======== Recorded data ========
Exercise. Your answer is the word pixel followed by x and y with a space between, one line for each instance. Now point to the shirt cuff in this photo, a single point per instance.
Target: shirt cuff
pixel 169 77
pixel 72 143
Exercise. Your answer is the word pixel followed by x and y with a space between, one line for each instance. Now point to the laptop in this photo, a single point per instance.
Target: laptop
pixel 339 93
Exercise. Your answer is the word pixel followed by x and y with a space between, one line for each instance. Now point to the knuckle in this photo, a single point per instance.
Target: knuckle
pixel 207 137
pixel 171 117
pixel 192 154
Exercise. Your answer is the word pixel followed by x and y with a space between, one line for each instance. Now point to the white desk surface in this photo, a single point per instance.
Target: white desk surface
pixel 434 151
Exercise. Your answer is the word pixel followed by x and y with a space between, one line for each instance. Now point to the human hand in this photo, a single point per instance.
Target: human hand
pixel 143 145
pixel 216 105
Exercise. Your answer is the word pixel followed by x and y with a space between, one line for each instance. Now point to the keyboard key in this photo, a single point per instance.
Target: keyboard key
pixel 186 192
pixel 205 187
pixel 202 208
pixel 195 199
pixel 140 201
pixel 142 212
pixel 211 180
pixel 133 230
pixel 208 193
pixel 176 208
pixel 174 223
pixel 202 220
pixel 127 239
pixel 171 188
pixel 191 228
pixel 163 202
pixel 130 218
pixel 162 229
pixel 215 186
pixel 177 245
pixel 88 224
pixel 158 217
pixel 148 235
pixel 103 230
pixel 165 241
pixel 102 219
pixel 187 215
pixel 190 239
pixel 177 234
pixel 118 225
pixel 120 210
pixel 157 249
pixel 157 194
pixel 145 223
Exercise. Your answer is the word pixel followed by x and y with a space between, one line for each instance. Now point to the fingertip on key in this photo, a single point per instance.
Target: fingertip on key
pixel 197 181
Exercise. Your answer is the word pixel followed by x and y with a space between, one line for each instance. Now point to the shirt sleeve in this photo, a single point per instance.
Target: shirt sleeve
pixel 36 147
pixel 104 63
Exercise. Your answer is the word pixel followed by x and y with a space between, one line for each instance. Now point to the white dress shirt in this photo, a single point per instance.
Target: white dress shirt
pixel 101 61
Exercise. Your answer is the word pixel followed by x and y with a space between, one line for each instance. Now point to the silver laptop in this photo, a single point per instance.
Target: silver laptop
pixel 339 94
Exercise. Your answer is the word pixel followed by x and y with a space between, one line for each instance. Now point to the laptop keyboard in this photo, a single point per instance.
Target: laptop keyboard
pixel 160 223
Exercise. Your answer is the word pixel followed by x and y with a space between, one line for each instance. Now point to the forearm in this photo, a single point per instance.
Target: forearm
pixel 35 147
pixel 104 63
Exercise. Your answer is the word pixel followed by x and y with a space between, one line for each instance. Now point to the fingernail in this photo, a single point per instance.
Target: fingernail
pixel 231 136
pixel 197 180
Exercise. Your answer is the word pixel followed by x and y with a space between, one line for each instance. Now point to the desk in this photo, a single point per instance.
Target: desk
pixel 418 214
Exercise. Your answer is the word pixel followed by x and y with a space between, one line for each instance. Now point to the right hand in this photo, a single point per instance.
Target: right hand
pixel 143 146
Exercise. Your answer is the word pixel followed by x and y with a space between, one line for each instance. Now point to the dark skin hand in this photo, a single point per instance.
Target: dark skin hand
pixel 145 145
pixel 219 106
========
A complete, exact copy of the material above is the expected answer.

Exercise response –
Exercise. Your answer is the word pixel followed by x and y with a space between, one line for each instance. Now point to the shirt cuff in this photo, a single point per instance.
Target: shirt cuff
pixel 169 77
pixel 72 143
Exercise. Your answer is the word pixel followed by x and y with a space between, one line for each instance. Now point to the laptop in this photo, a single point per instance.
Target: laptop
pixel 339 93
Exercise. Your answer is the word pixel followed by x and y with a space between, one line for each instance. Now point to the knuckle in this photo, a single point per instance.
Target: knuckle
pixel 207 137
pixel 171 117
pixel 192 154
Exercise. Your answer is the word pixel followed by x and y with a space between, one line for each instance. Now point to the white desk surface in this photo, a single point per instance.
Target: white desk surface
pixel 434 151
Exercise. Your answer is the word pixel followed by x and y with a space between, one line for each instance. Now point to the human hand in this photo, a single point per instance.
Target: human hand
pixel 143 145
pixel 216 105
Exercise. Your answer is the word pixel followed by x and y with a space between, one line for each instance. Now point to the keyboard key in this photo, a single point per instance.
Target: keyboard key
pixel 186 192
pixel 205 187
pixel 202 208
pixel 195 199
pixel 140 201
pixel 142 212
pixel 211 180
pixel 133 230
pixel 208 193
pixel 176 208
pixel 174 223
pixel 202 220
pixel 127 239
pixel 171 188
pixel 191 228
pixel 163 202
pixel 130 218
pixel 162 229
pixel 215 186
pixel 177 245
pixel 88 224
pixel 158 217
pixel 148 235
pixel 103 230
pixel 165 241
pixel 102 219
pixel 187 215
pixel 190 239
pixel 177 234
pixel 118 225
pixel 120 210
pixel 157 249
pixel 157 194
pixel 145 223
Exercise. Your answer is the word pixel followed by x and y with a space between, one line for each instance. Now point to the fingertip on key in this photo, a single point per instance.
Target: fingertip on key
pixel 197 181
Exercise. Your answer is the word pixel followed by x and y with a space between, one line for each instance. Now point to the shirt sleeve in this photo, a single point per instance.
Target: shirt sleeve
pixel 36 147
pixel 104 63
Exercise. Your answer is the word pixel followed by x and y with a space between, one line for each instance. Now point to the white dress shirt in this photo, a single point per instance.
Target: white dress shirt
pixel 101 61
Exercise. Your answer is the word pixel followed by x and y with a space between, one line for each instance. Now point to the silver laptop in this photo, a single point per instance.
Target: silver laptop
pixel 339 94
Exercise. Your answer is the word pixel followed by x and y with a space between, one line for each instance. Now point to the laptop keyboard in this photo, a single point per instance.
Target: laptop keyboard
pixel 160 223
Exercise. Your answer is the word pixel followed by x and y with a space between, one line for each instance. Now point to the forearm in this photo, a single point per instance.
Target: forearm
pixel 35 147
pixel 104 63
Exercise. Your answer is the word pixel followed by x and y with a space between, one line for each instance. Now point to the fingernail in this photo, a single point per instance.
Target: fingernail
pixel 231 136
pixel 197 180
Exercise. Your answer is the word pixel followed by x and y with a space between, one line for each instance. Now point to the desk in this photo, a single point per instance.
Target: desk
pixel 418 214
Exercise. Your answer is the word pixel followed by x and y with a space between, one line for each instance. Now point to the right hand in this photo, a single point per instance.
Target: right hand
pixel 143 146
Exercise. Your answer is the word pixel followed by x and y with a space between, one line for each instance. Now point to the dark skin hand in this photo, a single point per instance.
Target: dark skin hand
pixel 145 145
pixel 219 106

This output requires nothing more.